[WHAT THE TASK REQUIRES] Filter the entries below to every line containing the string "robe", and copy those lines. Case must match.

[begin DATASET ROWS]

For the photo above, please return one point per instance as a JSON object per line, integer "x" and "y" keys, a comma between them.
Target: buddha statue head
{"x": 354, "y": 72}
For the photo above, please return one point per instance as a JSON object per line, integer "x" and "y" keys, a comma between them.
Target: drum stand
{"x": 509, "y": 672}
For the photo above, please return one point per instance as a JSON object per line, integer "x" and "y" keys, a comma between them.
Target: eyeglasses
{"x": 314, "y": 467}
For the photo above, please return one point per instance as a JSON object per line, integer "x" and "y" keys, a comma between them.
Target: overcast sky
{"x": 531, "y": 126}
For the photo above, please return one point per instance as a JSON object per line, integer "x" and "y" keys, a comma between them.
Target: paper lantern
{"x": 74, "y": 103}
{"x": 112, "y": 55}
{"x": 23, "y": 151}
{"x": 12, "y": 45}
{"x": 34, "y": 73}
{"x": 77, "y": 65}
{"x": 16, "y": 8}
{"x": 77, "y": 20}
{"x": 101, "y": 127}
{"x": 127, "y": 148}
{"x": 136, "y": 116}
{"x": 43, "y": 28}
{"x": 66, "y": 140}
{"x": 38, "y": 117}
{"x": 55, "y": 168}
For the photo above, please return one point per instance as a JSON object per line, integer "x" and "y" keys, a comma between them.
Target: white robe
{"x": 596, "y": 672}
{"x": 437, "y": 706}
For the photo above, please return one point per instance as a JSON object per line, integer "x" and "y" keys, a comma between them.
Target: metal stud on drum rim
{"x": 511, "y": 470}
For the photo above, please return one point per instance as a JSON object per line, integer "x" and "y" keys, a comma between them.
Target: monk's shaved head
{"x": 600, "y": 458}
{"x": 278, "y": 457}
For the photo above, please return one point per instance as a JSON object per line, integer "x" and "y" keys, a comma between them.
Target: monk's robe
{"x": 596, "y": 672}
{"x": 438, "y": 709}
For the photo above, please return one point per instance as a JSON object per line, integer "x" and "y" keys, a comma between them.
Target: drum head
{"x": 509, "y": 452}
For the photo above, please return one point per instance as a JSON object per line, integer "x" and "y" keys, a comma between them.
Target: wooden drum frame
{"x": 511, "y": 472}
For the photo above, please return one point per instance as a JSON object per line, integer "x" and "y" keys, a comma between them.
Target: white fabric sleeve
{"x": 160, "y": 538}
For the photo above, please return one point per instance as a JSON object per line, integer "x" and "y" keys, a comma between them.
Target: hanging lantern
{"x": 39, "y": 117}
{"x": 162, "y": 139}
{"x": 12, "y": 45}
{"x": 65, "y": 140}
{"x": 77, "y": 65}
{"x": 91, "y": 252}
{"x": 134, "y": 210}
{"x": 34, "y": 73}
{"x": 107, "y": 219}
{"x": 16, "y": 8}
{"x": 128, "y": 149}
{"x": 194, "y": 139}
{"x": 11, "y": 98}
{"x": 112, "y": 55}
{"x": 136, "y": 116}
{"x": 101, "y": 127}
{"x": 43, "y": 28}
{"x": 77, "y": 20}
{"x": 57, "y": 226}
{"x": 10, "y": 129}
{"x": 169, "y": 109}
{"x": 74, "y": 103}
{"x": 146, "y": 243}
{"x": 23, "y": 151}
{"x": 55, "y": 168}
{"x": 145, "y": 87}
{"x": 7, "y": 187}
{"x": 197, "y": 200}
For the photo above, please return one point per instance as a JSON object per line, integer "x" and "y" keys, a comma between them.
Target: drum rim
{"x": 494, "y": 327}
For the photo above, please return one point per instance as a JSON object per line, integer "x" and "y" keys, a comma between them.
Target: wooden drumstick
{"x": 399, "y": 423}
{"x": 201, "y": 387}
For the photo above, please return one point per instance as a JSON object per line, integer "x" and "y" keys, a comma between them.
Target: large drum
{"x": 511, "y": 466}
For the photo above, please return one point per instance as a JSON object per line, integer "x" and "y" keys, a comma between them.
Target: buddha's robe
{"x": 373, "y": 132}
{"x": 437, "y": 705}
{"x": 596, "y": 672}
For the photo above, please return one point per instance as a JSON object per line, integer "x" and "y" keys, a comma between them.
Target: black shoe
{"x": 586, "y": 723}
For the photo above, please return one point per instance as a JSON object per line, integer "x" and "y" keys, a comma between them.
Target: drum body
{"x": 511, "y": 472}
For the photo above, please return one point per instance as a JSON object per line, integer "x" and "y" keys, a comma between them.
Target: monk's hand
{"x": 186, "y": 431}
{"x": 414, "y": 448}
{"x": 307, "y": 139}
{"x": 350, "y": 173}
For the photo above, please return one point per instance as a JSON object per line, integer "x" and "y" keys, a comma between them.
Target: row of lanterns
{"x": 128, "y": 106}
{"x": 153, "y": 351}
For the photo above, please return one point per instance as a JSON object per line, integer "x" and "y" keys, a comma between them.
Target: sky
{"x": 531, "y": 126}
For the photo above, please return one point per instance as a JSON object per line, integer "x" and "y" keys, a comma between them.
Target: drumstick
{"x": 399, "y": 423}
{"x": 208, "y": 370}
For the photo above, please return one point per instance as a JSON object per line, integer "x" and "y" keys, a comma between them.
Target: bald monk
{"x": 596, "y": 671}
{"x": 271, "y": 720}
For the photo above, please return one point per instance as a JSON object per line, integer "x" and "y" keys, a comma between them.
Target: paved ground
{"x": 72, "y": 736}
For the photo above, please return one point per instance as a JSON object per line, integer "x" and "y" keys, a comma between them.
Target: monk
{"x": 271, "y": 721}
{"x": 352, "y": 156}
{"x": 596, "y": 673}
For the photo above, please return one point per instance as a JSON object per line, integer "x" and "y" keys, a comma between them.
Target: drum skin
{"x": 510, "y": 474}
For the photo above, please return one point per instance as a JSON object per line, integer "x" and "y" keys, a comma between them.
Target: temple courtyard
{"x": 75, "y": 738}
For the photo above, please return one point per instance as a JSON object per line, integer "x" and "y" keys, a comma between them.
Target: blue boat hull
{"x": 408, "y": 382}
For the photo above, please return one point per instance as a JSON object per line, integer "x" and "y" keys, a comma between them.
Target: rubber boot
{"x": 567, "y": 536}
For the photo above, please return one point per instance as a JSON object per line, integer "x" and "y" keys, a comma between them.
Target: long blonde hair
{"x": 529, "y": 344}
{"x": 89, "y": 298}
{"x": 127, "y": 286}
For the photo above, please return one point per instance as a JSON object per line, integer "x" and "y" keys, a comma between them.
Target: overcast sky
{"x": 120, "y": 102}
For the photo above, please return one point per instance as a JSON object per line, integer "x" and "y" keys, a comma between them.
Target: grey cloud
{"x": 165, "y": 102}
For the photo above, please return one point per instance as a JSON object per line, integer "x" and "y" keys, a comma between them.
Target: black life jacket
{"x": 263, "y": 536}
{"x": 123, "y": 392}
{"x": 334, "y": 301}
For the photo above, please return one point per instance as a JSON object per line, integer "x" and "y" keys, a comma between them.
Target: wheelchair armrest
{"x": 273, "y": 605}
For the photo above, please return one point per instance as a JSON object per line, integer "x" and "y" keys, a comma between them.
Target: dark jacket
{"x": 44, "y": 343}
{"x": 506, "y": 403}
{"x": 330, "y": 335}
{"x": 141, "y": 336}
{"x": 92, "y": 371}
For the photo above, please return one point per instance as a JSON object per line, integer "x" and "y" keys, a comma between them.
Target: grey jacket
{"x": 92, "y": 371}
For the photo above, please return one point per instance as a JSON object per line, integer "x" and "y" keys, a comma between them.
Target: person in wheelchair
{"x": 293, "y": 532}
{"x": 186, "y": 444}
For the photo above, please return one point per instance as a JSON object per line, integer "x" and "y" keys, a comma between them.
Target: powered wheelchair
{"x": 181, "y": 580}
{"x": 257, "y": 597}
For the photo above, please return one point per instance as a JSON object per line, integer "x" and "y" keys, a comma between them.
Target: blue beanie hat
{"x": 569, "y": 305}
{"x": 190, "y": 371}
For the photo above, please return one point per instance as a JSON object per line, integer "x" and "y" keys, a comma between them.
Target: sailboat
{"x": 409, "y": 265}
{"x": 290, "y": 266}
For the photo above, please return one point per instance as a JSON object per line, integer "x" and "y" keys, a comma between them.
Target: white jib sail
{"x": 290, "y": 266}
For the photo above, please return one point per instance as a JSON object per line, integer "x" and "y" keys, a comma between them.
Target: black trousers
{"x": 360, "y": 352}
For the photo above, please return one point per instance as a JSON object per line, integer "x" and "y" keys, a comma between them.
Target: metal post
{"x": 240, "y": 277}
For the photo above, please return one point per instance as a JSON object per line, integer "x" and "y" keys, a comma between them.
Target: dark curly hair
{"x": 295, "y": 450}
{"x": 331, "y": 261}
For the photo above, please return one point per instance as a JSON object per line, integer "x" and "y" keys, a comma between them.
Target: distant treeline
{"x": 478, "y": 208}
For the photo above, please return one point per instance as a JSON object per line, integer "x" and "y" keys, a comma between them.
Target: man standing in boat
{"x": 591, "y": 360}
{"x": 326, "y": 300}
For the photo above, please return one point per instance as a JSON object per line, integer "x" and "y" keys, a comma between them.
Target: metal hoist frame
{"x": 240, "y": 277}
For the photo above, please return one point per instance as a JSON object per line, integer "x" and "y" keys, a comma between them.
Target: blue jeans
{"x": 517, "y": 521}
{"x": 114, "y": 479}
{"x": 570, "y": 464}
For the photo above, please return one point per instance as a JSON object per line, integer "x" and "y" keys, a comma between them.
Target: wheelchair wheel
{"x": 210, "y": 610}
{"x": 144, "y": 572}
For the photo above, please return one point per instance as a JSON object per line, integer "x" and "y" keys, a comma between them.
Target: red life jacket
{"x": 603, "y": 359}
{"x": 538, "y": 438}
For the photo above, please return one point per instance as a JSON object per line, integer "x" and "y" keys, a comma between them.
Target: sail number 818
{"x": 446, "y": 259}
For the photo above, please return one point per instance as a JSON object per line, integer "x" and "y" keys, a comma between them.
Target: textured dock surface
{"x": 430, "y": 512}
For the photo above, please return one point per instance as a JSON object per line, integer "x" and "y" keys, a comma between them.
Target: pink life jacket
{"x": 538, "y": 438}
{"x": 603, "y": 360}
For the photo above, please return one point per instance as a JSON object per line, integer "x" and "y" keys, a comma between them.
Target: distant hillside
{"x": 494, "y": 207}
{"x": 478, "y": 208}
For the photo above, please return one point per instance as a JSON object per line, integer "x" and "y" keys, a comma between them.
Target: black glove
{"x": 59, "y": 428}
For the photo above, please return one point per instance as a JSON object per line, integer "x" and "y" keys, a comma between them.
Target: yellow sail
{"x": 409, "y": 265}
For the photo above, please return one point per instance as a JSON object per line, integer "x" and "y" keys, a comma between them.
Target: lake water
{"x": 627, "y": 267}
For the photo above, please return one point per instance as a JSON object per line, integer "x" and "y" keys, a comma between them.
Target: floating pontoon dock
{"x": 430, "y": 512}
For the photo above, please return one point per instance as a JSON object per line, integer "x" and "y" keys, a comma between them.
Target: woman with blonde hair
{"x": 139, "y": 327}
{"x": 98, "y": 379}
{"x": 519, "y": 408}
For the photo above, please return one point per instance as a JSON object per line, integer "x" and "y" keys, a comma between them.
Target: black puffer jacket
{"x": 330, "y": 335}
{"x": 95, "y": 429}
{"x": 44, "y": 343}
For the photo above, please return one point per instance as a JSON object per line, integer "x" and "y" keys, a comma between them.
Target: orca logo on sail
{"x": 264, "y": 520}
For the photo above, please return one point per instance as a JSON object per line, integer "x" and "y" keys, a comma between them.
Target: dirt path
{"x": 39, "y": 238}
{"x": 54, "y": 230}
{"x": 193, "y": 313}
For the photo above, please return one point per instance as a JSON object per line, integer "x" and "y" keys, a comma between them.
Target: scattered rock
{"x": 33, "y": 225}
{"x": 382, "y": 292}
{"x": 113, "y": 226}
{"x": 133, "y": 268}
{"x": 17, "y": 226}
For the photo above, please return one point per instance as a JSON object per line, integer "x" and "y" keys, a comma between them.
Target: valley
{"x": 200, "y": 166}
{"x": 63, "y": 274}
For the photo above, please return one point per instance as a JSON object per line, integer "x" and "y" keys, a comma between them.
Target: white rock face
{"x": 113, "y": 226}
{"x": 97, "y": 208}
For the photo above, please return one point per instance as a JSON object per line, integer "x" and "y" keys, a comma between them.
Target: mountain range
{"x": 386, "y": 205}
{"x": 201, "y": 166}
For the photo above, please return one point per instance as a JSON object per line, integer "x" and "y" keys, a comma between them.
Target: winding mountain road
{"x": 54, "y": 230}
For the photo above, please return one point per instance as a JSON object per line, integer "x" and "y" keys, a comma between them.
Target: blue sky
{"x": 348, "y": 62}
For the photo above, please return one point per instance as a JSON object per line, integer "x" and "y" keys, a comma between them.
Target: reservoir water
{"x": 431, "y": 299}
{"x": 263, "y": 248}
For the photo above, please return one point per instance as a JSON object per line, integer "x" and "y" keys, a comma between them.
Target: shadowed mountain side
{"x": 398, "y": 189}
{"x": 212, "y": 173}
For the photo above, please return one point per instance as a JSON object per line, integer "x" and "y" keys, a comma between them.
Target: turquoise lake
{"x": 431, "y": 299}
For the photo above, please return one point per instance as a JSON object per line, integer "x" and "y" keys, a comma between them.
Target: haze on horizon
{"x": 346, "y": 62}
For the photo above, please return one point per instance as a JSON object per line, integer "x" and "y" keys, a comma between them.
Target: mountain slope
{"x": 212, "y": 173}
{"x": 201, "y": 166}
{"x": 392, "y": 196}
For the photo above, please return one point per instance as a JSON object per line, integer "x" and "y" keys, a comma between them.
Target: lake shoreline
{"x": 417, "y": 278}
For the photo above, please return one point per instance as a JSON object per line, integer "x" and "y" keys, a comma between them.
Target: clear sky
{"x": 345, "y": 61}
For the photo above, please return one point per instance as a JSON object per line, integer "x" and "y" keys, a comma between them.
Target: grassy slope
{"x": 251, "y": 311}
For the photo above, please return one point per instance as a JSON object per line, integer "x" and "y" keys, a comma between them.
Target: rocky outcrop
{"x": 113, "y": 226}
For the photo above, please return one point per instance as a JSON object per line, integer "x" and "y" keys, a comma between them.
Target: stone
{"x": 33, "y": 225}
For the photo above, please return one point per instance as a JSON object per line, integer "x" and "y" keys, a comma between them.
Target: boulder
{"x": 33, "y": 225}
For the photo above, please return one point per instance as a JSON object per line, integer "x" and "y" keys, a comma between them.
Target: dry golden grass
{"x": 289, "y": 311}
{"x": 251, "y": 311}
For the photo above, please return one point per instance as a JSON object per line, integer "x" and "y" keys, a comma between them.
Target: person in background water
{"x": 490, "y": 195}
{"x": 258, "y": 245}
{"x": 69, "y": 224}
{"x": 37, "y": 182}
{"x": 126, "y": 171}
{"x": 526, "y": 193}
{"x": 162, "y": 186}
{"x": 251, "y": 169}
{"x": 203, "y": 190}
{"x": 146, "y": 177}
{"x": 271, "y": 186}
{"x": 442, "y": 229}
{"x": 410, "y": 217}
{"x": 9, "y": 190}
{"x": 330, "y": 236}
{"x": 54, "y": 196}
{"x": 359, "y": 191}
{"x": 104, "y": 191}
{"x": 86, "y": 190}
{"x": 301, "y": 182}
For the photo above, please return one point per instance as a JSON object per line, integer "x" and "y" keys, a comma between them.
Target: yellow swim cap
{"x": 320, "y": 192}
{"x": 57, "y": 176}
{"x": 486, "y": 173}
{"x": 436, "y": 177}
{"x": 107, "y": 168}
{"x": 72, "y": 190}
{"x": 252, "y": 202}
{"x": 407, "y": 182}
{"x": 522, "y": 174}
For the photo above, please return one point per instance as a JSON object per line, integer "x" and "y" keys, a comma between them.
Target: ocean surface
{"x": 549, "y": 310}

[end DATASET ROWS]

[RESPONSE TO THE TASK]
Target: white robe
Target: monk's robe
Target: buddha's robe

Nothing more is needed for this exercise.